— BEGIN TEXT SEGMENT —

Average days sales outstanding ("DSO") at March 31, 2014 was 119 days compared to 131 days at March 31, 2013. DSO is a measure of our ability to collect our accounts receivable and is calculated by dividing the total of the period-end gross accounts receivable balance by average daily revenue (i.e., in this case, revenue for the quarter divided by 90 days). The decrease in DSO in the first quarter of 2014 was caused by the increases in our revenue outpacing the growth in our accounts receivable. The overall level of DSO continues to be affected by the receivable due from the Libyan Organization for the Development of Administrative Centers ("ODAC") which is approximately $50,000,000 at March 31, 2014. This situation has had a detrimental effect on our operating cash flows over the last two years, and we have had to rely on borrowings under our Credit Agreement and Term Loan to support our operations. Excluding the ODAC receivable, the DSO would have been 89 days at March 31, 2014 and 95 days at March 31, 2013. Also, the age of our receivables is adversely affected by the timing of payments from our clients in Europe, Africa (other than Libya) and the Middle East, which have historically been slower than payments from clients in other geographic regions of the Company's operations.

Although we continually monitor our accounts receivable, we manage our operating cash flows by managing the working capital accounts in total, rather than by individual elements. The primary elements of our working capital are accounts receivable, prepaid and other current assets, accounts payable and deferred revenue. Accounts receivable consist of billing to our clients for our consulting fees and other job-related costs. Prepaid expenses and other current assets consist of prepayments for various selling, general and administrative costs, such as insurance, rent, maintenance, etc. Accounts payable consist of obligations to third parties relating primarily to costs incurred for specific engagements, including pass-through costs such as subcontractor costs. Deferred revenue consists of payments received from clients in advance of work performed.

From year to year, the components of our working capital accounts may reflect significant changes. The changes are due primarily to the timing of cash receipts and payments within our working capital accounts combined with increases in our receivables and payables relative to the increase in our overall business, as well as our acquisition activity.

Investing Activities Net cash used in investing activities was $1,352,000 which was used to purchase computers, office equipment, furniture and fixtures.

27 -------------------------------------------------------------------------------- Table of Contents Financing Activities Net cash provided by financing activities was $4,106,000. We received $4,800,000 from borrowings under our various credit facilities. We also received $172,000 from purchases under our Employee Stock Purchase Plan and the exercise of stock options. Due to banks decreased $2,000 as amounts paid were finally funded by the banks. Payments on notes payable amounted to $864,000.

— END TEXT SEGMENT —
— BEGIN DATA PROVIDED —

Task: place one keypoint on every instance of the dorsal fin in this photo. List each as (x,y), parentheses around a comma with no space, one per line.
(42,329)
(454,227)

— END DATA PROVIDED —

◆ **OBJECTIVE**
Answer these from the cash flow text:
1. What would DSO have been at March 31, 2014 without the ODAC receivable?
2. What does deferred revenue consist of?
3. How much net cash did financing activities provide?

◆ **EXERCISE SOLUTION**
1. 89 days
2. Payments received from clients in advance of work performed
3. $4,106,000